[Opening Dataset content section]

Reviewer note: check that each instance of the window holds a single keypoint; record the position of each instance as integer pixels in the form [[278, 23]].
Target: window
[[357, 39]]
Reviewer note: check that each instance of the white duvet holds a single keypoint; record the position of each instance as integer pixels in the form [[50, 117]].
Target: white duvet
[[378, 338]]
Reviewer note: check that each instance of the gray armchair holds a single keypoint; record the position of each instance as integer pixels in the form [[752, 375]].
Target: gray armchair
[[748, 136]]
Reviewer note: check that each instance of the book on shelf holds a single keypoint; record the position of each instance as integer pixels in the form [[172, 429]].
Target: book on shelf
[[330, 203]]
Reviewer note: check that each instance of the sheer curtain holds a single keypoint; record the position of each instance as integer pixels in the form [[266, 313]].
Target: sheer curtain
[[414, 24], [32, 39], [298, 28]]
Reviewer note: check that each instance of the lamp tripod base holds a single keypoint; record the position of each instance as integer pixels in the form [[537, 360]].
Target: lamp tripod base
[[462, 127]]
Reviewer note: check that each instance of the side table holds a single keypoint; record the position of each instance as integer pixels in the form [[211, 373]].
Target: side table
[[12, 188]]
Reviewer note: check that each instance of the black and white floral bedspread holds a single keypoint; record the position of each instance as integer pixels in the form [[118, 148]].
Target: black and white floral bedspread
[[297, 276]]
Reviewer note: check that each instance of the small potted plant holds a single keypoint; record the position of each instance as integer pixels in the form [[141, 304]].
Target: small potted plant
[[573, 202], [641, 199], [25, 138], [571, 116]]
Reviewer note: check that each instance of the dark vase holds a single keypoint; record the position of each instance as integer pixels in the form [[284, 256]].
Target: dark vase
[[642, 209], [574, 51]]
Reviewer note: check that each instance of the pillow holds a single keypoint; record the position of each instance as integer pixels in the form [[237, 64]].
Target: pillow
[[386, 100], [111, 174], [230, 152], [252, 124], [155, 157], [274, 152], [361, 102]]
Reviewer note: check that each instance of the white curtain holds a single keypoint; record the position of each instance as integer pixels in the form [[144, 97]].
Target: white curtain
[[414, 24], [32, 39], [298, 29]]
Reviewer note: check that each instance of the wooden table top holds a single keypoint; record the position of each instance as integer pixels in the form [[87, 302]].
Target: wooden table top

[Closing Dataset content section]

**Task to carry out**
Every record, word for word, must be returned.

**Task answer**
Reviewer note: check that each instance of the window holds a single keypoint; record the position of each instance as integer pixels in the form [[278, 23]].
Target: window
[[357, 39]]
Reviewer note: check that each instance of the white duvet holds a single keypoint; record the position of each instance as integer pixels in the form [[50, 117]].
Target: white duvet
[[378, 338]]
Reviewer note: check that each instance of the gray armchair holds a single keypoint; record the position of each instance as integer pixels in the form [[752, 375]].
Target: gray armchair
[[748, 136]]
Reviewer note: check that each instance of the book on shelf holds a single keypoint; record the position of each instance as integer pixels in the form [[172, 429]].
Target: book on shelf
[[330, 203]]
Reviewer note: check that each instance of the sheer curtain holds a single keypoint; record the position of each instance as integer pixels in the form [[266, 313]].
Target: sheer curtain
[[414, 24], [32, 39], [298, 28]]
Reviewer note: check that each instance of the lamp tripod base holds a single keypoint; record the position of each instance as integer pixels in the form [[537, 360]].
Target: lamp tripod base
[[462, 127]]
Reviewer note: check that each instance of the side table holds a single keypoint; record the position of each instance as integer pixels in the form [[211, 373]].
Target: side table
[[12, 188]]
Reviewer note: check that each instance of the black and white floral bedspread holds a single keypoint; record the position of each instance as integer pixels in the form [[118, 148]].
Target: black and white floral bedspread
[[297, 276]]
Reviewer note: check that each instance of the small potted plant holds a single keypoint; record the position of each instance as integer pixels in the form [[141, 304]].
Target: small potted plant
[[573, 202], [641, 199], [25, 138], [571, 116]]
Reviewer note: check that each instance of the dark vase holds a single keypoint; record the position of each instance as integer pixels in the form [[284, 256]].
Target: dark vase
[[642, 209], [574, 51]]
Reviewer note: check that each instance of the pillow holds a single keypoint; record the position of each instance as integer pixels in the form [[237, 64]].
Target: pillow
[[386, 100], [111, 174], [230, 152], [252, 124], [155, 157], [274, 152], [361, 102]]
Reviewer note: check that each instance of the white curtain holds a single keypoint; record the position of each instance as integer pixels in the form [[144, 97]].
Target: white curtain
[[414, 24], [32, 39], [298, 29]]
Reviewer note: check that each instance of the wooden table top holds a single keypoint; record the position of each instance as integer pixels in the form [[87, 302]].
Target: wooden table top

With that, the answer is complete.